What is expected
Show every line in the data below that contains the word "grain", copying each one in full.

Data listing
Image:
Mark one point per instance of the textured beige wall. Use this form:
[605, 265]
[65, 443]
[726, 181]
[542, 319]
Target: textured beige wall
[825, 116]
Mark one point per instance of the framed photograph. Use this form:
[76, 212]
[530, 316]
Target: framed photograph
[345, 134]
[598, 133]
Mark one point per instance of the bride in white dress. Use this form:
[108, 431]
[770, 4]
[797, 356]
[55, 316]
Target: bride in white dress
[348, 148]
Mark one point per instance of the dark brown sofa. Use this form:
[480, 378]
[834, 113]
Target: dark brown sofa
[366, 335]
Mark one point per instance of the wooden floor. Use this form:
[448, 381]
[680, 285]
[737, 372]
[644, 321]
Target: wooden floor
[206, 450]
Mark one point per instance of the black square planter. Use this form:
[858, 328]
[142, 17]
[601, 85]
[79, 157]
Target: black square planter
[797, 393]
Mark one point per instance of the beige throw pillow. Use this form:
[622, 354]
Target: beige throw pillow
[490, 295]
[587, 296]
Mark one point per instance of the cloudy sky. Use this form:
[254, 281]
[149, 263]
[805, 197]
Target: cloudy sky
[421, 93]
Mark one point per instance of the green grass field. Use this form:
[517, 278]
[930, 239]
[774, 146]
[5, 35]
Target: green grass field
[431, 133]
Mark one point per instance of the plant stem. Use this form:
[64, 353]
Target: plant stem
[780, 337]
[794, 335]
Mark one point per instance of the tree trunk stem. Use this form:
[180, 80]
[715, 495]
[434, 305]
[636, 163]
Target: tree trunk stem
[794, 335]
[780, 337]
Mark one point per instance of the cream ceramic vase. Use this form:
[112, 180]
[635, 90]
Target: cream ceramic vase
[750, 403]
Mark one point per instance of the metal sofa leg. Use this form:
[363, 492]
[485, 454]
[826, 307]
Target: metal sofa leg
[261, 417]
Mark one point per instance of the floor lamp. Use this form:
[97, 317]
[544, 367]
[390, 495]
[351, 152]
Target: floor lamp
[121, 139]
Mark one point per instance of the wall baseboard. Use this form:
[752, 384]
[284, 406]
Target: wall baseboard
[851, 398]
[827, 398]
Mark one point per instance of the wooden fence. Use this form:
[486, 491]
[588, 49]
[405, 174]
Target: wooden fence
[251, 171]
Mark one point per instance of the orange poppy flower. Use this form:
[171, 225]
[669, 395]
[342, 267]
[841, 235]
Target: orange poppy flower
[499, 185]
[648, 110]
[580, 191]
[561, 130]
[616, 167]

...

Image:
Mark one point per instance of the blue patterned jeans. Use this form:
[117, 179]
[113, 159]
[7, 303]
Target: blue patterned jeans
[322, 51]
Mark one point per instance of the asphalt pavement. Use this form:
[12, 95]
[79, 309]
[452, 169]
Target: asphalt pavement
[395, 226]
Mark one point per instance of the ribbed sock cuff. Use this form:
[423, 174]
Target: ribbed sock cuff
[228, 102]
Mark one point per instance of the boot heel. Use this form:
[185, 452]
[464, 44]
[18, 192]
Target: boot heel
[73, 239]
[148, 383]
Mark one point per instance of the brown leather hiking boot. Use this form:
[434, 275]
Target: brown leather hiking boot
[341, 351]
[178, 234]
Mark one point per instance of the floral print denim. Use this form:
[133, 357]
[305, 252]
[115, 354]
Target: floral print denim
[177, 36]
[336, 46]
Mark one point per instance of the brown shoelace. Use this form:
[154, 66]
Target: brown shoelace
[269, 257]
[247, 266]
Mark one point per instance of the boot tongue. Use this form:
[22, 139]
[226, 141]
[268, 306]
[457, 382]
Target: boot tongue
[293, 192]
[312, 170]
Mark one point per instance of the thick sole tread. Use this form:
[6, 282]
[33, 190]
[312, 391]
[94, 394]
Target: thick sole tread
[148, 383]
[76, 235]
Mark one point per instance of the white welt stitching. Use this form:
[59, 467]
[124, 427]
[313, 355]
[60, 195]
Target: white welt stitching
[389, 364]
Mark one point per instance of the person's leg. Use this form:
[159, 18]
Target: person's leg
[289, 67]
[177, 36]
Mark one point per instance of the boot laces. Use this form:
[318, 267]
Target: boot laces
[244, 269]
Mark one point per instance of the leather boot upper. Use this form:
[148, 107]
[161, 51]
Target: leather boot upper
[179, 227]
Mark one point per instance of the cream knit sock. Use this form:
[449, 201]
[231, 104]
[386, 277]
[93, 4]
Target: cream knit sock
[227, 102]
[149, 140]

...

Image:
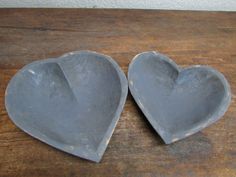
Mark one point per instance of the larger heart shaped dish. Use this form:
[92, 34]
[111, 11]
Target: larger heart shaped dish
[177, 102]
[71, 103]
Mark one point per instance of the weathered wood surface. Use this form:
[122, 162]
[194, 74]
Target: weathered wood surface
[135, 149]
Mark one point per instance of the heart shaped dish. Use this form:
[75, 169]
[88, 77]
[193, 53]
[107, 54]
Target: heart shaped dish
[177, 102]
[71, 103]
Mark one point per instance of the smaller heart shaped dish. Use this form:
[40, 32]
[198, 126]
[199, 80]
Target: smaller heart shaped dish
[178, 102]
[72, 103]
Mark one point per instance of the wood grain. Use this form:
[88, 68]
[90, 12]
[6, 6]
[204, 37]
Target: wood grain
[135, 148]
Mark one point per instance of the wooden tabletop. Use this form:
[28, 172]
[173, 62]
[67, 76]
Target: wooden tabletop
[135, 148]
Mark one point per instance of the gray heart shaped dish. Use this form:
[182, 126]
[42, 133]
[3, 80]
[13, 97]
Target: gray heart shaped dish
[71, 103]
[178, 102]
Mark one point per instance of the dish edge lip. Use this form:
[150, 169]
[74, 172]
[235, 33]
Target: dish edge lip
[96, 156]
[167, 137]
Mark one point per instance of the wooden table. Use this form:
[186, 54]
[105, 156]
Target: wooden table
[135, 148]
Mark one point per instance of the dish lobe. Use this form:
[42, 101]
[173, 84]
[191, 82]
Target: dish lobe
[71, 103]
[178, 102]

Response below
Mark one point per instance of the wood grain. Use this form:
Target: wood grain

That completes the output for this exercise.